## TEXT
In this special issue, we address the question how fantastic genres address conceptions of age, ageing and the lifecourse. We employ genre loosely in the form of speculative modes of the fantastic that enable readings of alternative worlds and times. This allows us to consider texts which may be variously categorised as fantasy, gothic, science fiction and dystopia, recognising what such modes have in common rather than what might separate them. We invite contributions analysing different genres of the fantastic such as vampire fiction, ghost stories, science fiction, utopian/dystopian fiction and fantasy. We invite case studies that investigate key fantastic tropes in thinking about ageing and time such as longevity, immortality and rejuvenescence. We invite contributions that explore ‘fantastic’ age representations from different periods across literary history, recognising that fantasy changes along with the changing nature of reality. We particularly welcome articles that address texts from the Global South.
Contributions are invited which address some of the following questions:
- How do literary visions of alternative worlds and times intersect with, reinforce, but also critique what it means to live a human life in time?
- What might it mean to age in a posthuman context?
- How does the fantastic shape epistemological and ontological possibilities of life in time?
- How do age narratives shape fantastic genres?

## MATERIAL

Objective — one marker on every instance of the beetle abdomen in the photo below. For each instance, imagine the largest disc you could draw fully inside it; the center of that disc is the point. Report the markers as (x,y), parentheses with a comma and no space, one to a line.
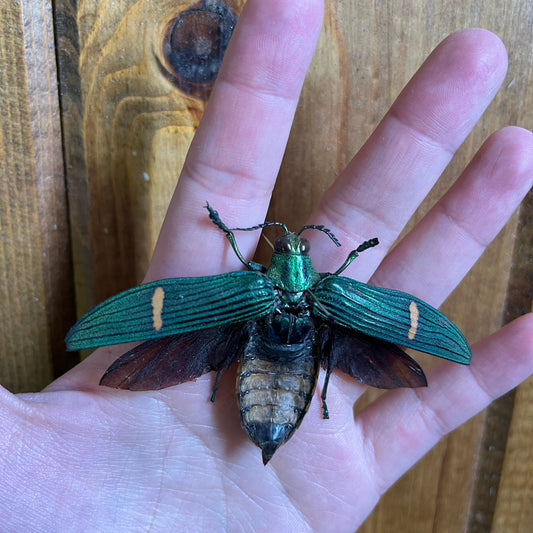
(274,391)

## REQUESTS
**A.** Say whether each statement agrees with the call for papers, answering yes or no and quoting the deciding words: (i) the call for papers particularly welcomes articles on texts from the Global South; (ii) it uses "genre" in a strict, narrow sense; (iii) it invites case studies on longevity, immortality and rejuvenescence.
**B.** According to the call for papers, what changes along with the changing nature of reality?
**C.** Please resume the call for papers after its last question.
The listing is not needed for this work.

## TASK-BY-TASK ANSWERS
**A.**
(i) Yes: "We particularly welcome articles that address texts from the Global South."
(ii) No: "We employ genre loosely in the form of speculative modes of the fantastic that enable readings of alternative worlds and times."
(iii) Yes: "We invite case studies that investigate key fantastic tropes in thinking about ageing and time such as longevity, immortality and rejuvenescence."

**B.** Fantasy changes along with the changing nature of reality.

**C.**
- What cultural fears do figures of the fantastic like the vampire, zombie or the witch address and how are these related to longevity/eternal life?
- How is ageing represented in its relationship to death, dying and the end of life in fantastic modes?
- What are the functions of the life course, of childhood/youth and old age in particular, in the fantasy genre?
- What is the relationship between fantastic narratives, ‘queer’ time and ageing?
- How are embodied experiences of age, gender and race constructed and defamiliarised in fantasy and science fiction?
- How do age and ageing intersect with wider cultural and scientific narratives of demographic and climate change?
- What does this tell us about contemporary discourses of ageing and ‘lateness’?
Please send abstracts by 31 August 2021 to Sarah Falcus (S.J.Falcus@hud.ac.uk) or Heike Hartung (hhartung@uni-potsdam.de).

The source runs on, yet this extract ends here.